▸ STATED PROBLEM: Please filter the listing below and copy out every line that contains the word "lilac".

▸ THE INPUT:

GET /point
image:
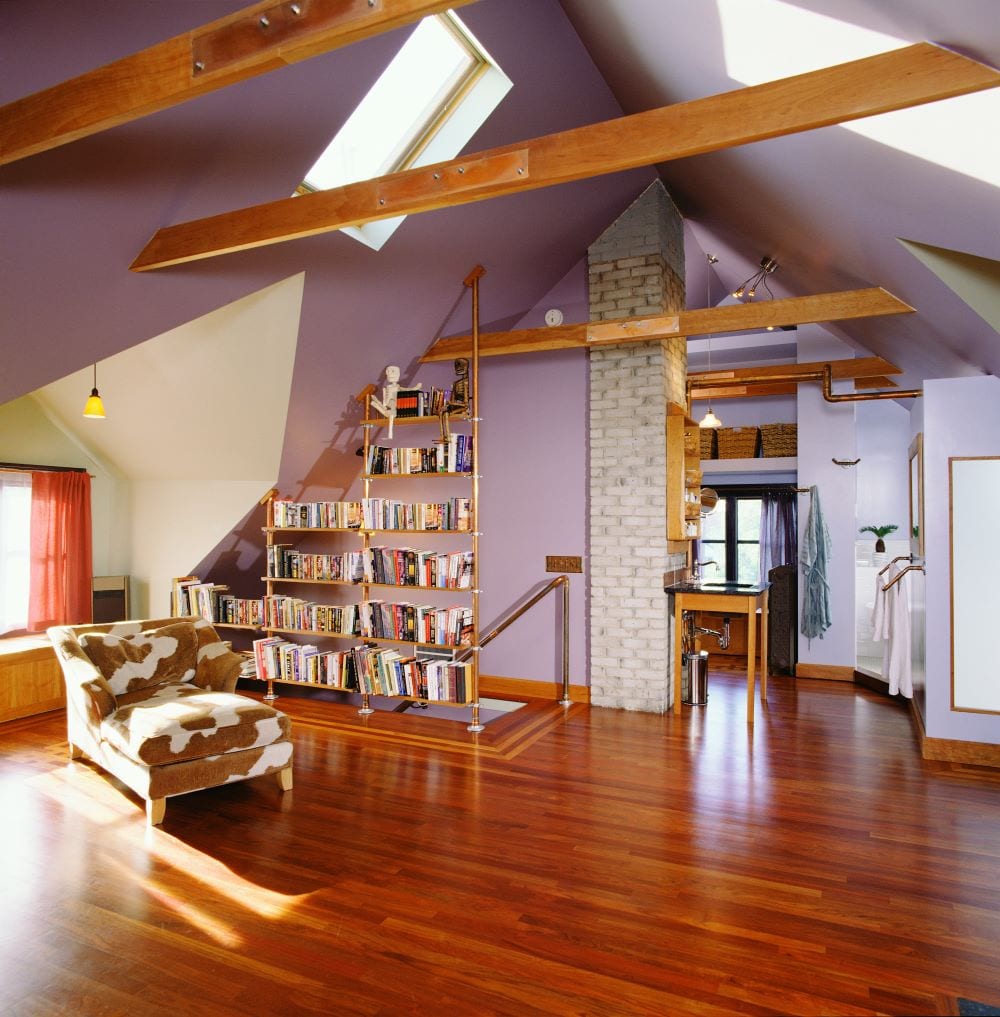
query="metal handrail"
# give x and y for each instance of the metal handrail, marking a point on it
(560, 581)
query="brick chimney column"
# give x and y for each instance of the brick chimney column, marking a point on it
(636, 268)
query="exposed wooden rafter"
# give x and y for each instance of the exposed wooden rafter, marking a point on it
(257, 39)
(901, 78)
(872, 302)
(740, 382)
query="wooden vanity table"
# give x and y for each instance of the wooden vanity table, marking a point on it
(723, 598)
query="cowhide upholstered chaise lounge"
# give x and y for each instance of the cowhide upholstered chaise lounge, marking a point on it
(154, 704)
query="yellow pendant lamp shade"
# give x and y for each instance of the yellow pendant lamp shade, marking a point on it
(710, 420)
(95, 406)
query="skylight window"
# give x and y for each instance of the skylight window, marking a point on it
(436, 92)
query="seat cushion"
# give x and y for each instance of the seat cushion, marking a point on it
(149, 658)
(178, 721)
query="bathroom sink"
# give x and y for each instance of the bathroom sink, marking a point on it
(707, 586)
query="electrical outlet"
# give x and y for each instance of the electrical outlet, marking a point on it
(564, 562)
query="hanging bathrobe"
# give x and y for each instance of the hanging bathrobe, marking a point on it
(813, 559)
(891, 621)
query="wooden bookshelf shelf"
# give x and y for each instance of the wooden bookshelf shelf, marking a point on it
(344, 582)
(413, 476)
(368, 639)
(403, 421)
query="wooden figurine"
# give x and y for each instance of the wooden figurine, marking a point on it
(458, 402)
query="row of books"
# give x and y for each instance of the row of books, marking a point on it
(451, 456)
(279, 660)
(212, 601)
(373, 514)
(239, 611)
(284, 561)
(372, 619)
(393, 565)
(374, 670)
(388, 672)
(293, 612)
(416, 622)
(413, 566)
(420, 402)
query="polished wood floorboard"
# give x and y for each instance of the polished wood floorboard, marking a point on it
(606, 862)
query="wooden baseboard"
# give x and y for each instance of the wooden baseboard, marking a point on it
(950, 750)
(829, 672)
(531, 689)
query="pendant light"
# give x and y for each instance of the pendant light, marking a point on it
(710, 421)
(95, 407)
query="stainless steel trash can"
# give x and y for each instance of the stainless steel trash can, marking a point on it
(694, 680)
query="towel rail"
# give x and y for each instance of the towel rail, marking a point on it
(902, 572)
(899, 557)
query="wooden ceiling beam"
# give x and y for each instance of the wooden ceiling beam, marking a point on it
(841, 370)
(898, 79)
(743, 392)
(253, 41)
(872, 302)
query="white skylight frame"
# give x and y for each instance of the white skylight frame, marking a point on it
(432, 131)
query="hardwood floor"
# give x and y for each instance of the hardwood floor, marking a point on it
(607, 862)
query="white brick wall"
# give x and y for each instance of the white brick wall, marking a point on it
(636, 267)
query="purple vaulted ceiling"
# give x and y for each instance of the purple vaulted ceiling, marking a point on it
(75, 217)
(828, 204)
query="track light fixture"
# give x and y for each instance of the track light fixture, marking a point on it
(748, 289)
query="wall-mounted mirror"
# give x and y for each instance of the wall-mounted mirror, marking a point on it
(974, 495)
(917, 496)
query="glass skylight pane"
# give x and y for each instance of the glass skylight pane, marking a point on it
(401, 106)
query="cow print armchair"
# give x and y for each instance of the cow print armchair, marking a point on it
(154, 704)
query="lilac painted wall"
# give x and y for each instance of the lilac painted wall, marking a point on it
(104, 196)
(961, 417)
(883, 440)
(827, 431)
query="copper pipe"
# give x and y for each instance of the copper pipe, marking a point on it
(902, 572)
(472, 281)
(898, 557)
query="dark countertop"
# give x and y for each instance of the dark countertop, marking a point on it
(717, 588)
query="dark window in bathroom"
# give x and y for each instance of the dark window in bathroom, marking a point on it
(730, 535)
---
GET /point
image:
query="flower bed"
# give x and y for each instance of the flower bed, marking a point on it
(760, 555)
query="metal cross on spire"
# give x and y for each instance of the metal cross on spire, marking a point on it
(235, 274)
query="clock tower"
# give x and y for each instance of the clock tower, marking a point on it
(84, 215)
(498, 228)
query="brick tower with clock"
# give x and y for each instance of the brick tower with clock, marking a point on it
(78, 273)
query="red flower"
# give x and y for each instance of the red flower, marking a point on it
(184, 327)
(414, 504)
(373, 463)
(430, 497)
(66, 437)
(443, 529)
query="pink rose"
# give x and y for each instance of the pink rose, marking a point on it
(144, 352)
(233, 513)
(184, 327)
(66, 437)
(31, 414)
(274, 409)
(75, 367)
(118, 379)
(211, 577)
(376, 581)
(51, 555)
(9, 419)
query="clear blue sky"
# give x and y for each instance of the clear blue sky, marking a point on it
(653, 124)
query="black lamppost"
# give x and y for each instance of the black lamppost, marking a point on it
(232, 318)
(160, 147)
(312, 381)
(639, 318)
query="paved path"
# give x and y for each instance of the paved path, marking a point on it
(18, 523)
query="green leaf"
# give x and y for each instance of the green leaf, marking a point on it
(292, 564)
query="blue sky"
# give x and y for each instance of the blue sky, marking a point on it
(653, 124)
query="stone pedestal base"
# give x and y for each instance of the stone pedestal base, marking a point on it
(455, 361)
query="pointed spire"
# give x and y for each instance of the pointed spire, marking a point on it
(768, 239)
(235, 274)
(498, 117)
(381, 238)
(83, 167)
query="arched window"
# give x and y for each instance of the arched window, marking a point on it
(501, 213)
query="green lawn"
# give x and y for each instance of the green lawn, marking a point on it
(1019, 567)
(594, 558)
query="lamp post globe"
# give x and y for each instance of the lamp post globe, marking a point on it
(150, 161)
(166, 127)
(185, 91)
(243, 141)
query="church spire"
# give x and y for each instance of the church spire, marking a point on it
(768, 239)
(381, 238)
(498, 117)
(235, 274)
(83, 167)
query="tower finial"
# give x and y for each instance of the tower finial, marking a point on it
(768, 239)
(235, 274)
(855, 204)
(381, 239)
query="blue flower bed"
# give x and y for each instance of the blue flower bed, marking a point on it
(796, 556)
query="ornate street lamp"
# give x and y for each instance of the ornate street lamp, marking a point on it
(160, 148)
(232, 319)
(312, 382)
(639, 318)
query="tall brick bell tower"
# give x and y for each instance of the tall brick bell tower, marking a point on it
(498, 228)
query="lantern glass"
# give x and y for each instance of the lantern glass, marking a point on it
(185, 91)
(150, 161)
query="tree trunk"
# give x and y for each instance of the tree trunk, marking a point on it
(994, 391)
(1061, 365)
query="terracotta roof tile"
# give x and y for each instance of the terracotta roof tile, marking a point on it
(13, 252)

▸ WRITTEN SOLUTION:
query="lilac painted wall"
# give x and y for each instance of the lilac painted wall, marking a point on it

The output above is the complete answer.